INSTRUCTIONS FOR THE TASK:
The lines from the one with "In this exercise you will annotate each instance of the pink" through the last line below are to be copied exactly; no other lines are to be returned.
──────── MATERIAL SUPPLIED ────────
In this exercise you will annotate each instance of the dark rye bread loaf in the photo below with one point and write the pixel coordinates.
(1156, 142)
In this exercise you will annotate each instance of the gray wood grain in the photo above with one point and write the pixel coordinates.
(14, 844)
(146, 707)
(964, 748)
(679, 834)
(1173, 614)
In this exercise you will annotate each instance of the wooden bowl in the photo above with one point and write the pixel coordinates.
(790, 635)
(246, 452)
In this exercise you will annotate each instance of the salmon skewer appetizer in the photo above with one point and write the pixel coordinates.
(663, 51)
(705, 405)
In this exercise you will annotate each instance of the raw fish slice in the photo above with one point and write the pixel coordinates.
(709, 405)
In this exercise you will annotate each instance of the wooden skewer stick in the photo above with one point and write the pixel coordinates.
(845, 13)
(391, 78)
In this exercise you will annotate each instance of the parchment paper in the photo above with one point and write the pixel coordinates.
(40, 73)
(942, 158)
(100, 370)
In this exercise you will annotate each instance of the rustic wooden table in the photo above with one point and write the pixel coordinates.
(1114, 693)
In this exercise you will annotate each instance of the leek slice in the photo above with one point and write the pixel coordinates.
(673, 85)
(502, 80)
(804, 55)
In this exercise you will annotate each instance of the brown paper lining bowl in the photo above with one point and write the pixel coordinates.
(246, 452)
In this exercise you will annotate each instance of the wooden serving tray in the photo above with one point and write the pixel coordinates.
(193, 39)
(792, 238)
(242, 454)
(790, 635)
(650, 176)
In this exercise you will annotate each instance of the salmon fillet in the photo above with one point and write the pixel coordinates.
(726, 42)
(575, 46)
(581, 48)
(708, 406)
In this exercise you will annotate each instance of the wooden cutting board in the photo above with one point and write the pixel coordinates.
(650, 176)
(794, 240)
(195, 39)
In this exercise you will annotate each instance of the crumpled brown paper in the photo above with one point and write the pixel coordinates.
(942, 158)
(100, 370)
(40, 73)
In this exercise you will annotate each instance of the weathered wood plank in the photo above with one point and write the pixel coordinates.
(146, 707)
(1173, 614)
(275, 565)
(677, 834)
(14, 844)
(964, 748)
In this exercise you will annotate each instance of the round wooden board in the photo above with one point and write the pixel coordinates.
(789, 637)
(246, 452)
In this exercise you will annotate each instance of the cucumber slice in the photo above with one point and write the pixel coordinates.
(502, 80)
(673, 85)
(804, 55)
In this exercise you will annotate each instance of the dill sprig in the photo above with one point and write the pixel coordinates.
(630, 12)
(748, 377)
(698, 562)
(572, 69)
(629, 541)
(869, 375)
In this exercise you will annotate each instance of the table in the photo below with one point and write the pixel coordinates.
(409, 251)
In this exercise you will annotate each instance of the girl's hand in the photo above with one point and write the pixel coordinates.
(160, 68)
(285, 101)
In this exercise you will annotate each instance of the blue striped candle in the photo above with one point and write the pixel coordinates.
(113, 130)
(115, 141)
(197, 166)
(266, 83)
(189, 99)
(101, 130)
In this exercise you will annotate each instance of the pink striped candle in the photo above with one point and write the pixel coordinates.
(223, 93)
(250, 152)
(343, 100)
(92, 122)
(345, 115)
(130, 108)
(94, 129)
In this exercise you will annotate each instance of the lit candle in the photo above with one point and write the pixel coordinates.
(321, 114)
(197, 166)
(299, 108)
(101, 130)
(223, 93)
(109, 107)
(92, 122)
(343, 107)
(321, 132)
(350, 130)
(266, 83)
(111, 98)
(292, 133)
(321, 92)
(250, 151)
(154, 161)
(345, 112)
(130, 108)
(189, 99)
────────
ANSWER AREA:
In this exercise you will annotate each instance of the pink striped candle in the photo above with one point and write the pixel coordinates.
(223, 93)
(250, 152)
(343, 100)
(92, 122)
(345, 115)
(130, 108)
(94, 129)
In this exercise you will annotate each instance of the lit candle in the photo above with one point and write the pixel coordinates.
(321, 114)
(197, 166)
(299, 108)
(101, 130)
(223, 93)
(109, 107)
(92, 122)
(343, 107)
(321, 132)
(350, 130)
(266, 83)
(111, 98)
(292, 133)
(321, 92)
(250, 151)
(154, 161)
(345, 112)
(130, 108)
(189, 99)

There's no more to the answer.